[Records for this task]

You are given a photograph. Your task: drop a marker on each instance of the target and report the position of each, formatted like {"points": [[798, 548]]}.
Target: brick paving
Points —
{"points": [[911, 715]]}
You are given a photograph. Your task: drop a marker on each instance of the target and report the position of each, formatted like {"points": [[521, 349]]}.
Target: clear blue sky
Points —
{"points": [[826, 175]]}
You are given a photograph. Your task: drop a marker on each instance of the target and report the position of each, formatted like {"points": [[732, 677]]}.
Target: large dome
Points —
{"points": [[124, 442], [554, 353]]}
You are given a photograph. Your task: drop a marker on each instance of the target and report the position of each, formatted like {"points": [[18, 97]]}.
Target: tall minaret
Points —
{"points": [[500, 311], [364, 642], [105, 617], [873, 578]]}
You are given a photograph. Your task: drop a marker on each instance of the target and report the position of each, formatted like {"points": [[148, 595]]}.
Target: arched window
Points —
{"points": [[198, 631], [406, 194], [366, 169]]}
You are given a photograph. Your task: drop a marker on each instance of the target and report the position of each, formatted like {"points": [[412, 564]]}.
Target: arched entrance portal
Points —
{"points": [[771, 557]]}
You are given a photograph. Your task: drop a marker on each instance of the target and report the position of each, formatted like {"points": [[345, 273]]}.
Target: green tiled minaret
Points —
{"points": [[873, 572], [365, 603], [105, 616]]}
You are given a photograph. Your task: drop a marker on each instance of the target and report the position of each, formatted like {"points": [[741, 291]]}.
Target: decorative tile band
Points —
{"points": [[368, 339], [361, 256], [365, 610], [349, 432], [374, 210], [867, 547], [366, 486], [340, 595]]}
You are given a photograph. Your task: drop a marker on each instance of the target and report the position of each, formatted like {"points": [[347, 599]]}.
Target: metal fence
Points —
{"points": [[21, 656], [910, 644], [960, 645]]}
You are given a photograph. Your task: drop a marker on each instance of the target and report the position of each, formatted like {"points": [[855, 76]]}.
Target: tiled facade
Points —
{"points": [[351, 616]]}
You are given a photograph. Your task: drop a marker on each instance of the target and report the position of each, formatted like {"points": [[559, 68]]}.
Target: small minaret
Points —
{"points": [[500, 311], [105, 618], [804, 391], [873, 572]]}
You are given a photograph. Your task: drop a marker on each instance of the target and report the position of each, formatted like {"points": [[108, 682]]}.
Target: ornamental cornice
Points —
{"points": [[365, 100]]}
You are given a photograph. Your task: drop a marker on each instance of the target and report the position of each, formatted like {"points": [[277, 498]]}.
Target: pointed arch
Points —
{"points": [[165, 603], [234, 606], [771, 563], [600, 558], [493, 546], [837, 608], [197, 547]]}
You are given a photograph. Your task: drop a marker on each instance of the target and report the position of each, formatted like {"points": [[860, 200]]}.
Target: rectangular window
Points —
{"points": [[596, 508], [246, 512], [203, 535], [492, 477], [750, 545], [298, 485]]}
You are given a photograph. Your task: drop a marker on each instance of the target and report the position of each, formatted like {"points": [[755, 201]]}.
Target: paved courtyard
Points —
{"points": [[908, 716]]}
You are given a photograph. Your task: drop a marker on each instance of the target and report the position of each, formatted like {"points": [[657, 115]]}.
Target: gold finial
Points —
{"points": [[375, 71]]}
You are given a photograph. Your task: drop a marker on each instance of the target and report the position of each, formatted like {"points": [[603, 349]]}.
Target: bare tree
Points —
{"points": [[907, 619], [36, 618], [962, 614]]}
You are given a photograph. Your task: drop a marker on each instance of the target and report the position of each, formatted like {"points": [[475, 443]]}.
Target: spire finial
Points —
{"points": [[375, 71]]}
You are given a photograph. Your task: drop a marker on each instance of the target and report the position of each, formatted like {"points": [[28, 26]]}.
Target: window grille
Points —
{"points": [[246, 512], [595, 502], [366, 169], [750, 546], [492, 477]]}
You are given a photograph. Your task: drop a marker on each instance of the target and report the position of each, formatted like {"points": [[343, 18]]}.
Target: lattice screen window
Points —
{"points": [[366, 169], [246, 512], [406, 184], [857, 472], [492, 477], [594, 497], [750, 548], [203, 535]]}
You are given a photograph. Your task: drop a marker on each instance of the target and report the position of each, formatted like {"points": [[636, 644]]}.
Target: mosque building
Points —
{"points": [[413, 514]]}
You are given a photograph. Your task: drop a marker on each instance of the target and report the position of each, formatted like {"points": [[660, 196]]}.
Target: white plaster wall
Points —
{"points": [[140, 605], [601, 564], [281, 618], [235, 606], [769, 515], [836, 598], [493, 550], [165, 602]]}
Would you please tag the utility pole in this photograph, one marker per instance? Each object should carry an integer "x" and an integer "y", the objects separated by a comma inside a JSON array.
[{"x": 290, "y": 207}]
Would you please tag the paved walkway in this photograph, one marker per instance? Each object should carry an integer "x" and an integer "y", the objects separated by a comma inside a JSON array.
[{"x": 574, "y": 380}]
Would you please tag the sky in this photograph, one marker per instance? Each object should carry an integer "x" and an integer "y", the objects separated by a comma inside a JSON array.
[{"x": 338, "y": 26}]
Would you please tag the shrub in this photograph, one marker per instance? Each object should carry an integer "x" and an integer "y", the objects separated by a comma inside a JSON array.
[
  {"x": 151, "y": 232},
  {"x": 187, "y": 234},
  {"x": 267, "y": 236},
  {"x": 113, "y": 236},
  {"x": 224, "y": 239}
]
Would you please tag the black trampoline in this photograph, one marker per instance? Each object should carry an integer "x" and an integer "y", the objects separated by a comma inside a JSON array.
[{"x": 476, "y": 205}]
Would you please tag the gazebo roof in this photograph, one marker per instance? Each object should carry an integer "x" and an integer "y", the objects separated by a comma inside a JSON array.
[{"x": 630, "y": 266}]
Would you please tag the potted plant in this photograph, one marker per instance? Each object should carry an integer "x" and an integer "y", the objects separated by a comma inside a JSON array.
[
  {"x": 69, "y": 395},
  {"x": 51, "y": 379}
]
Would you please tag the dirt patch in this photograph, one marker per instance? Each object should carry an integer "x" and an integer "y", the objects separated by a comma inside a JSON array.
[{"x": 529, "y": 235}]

[/Records for this task]

**Exercise**
Print each line of the data exactly as it was written.

**Output of the exercise**
You are given a photograph. Your task: drop a marker on each instance of the target and report the position of each, formatted like {"points": [[798, 548]]}.
Target: brick paving
Points —
{"points": [[911, 715]]}
You are given a photograph. Your task: drop a marker on each instance of the target and report the position of each, formatted like {"points": [[521, 349]]}.
Target: clear blue sky
Points —
{"points": [[826, 175]]}
You are given a photograph. Your task: drop a marker on each instance of the target and report the position of each, formatted like {"points": [[732, 677]]}.
Target: large dome
Points —
{"points": [[124, 442], [554, 353]]}
You are given a photograph. Your task: drop a marker on each instance of the target and report the position of each, formatted like {"points": [[18, 97]]}.
Target: tall minaret
Points —
{"points": [[500, 311], [364, 642], [105, 617], [873, 578]]}
You are given a photograph. Your task: drop a marker on each instance of the target and report the position of each, formatted like {"points": [[148, 595]]}.
Target: arched window
Points —
{"points": [[198, 631], [406, 194], [366, 169]]}
You are given a photograph. Your task: drop a marker on each instance of the target and report the position of each, formatted like {"points": [[412, 564]]}.
Target: arched entrance portal
Points —
{"points": [[771, 557]]}
You are given a photograph. Your task: drop a marker on each instance of the target and report the position of each, formatted like {"points": [[345, 273]]}.
Target: green tiled minaret
Points —
{"points": [[873, 572], [365, 603], [105, 616]]}
You are given a photograph. Your task: drop a marker on each instance of the target and report the position of each, formatted like {"points": [[741, 291]]}.
Target: decorative tile band
Points —
{"points": [[368, 339], [361, 256], [365, 610], [349, 432], [374, 210], [867, 547], [366, 486], [340, 595]]}
You are given a photograph. Your task: drop a marker on each instance of the target and report the position of each, formatted like {"points": [[347, 599]]}.
Target: metal fence
Points —
{"points": [[21, 656], [910, 644], [960, 645]]}
You are given a photograph. Your task: drop a marker on each instance of the target and report the position of each, formatted like {"points": [[855, 76]]}.
Target: tiled facade
Points —
{"points": [[351, 616]]}
You are given a photograph. Your task: drop a marker on each instance of the target and report the position of each, formatted like {"points": [[559, 68]]}.
Target: small minaret
Points —
{"points": [[500, 311], [105, 618], [804, 391], [873, 572]]}
You are given a photograph. Your task: drop a marker on each instance of the target and report the position of each, formatted like {"points": [[108, 682]]}.
Target: ornamental cornice
Points —
{"points": [[365, 100]]}
You are given a photograph. Your task: drop a marker on each instance of the target and report the position of each, formatted like {"points": [[277, 498]]}.
Target: pointed arch
Points —
{"points": [[165, 603], [234, 606], [771, 563], [600, 558], [493, 546], [837, 608], [197, 547]]}
You are given a photograph. Your task: drop a marker on each instance of the target and report the position of each, formatted like {"points": [[860, 200]]}.
Target: rectangular window
Points —
{"points": [[596, 508], [246, 512], [203, 535], [492, 477], [750, 545], [298, 485]]}
You are given a photograph. Your task: drop a marker on each instance of the target and report the position of each, formatted like {"points": [[755, 201]]}.
Target: paved courtyard
Points —
{"points": [[908, 716]]}
You are given a photograph. Your task: drop a marker on each instance of the target and report the position of each, formatted like {"points": [[657, 115]]}.
Target: gold finial
Points —
{"points": [[375, 71]]}
You are given a photograph. Your task: drop a marker on each instance of the target and report the position of each, formatted like {"points": [[603, 349]]}.
Target: bare tree
Points —
{"points": [[907, 619], [36, 618], [962, 614]]}
You are given a photograph. Your task: drop a marker on each instance of the target and report the position of each, formatted like {"points": [[475, 443]]}.
Target: spire finial
Points —
{"points": [[375, 71]]}
You are given a photograph. Your task: drop a marker on each instance of the target and report the position of each, formatted like {"points": [[28, 26]]}.
Target: window grille
Points —
{"points": [[246, 512], [595, 502], [366, 169], [750, 546], [492, 477]]}
You are given a photograph. Your task: drop a marker on each instance of the target and report the position of each, formatted like {"points": [[343, 18]]}.
Target: lattice screen window
Points —
{"points": [[366, 169], [246, 512], [406, 184], [857, 472], [492, 477], [594, 497], [750, 548], [203, 535]]}
You are given a photograph. Your task: drop a marker on each instance of the target and report the position of each, formatted like {"points": [[636, 644]]}.
Target: mosque building
Points —
{"points": [[413, 514]]}
You are given a photograph. Your task: drop a marker on each instance of the target and report the position of each, formatted like {"points": [[660, 196]]}.
Target: white plaster wall
Points —
{"points": [[140, 605], [601, 564], [281, 618], [235, 606], [769, 515], [836, 598], [493, 550], [165, 602]]}
Would you please tag the utility pole in this photograph, one marker per instance? Each object should carry an integer "x" and an integer "y", the objects separated by a comma inside a JSON array.
[{"x": 290, "y": 207}]
Would you please tag the paved walkway in this photograph, one marker per instance? Each object should carry an integer "x" and an integer "y", the objects separated by a comma inside a JSON array.
[{"x": 574, "y": 380}]
Would you please tag the sky in this photograph, one marker per instance? Each object should carry an integer "x" and an integer "y", the objects separated by a comma inside a JSON array.
[{"x": 338, "y": 26}]
Would you please tag the shrub in this photograph, one marker per instance? Each object should carry an integer "x" and an integer "y", the objects separated by a comma inside a JSON array.
[
  {"x": 151, "y": 232},
  {"x": 187, "y": 234},
  {"x": 267, "y": 236},
  {"x": 113, "y": 236},
  {"x": 224, "y": 239}
]
Would you please tag the black trampoline in this photograph, one marker per instance? Each object should carry an integer "x" and an integer "y", the objects separated by a comma inside a JSON array.
[{"x": 476, "y": 205}]
Would you please tag the gazebo roof in this photograph, one marker per instance? Each object should carry an integer "x" and an integer "y", the objects separated by a comma inside a JSON array.
[{"x": 630, "y": 266}]
Would you please tag the potted plant in this photograph, one marker per instance? Each object should carry an integer "x" and an integer "y", the objects separated by a comma inside a JSON array.
[
  {"x": 69, "y": 395},
  {"x": 51, "y": 379}
]
Would you please tag the dirt patch in this photograph, one marker per instance? Each object should carry an integer "x" and an integer "y", the objects separated by a comma inside a JSON array.
[{"x": 529, "y": 235}]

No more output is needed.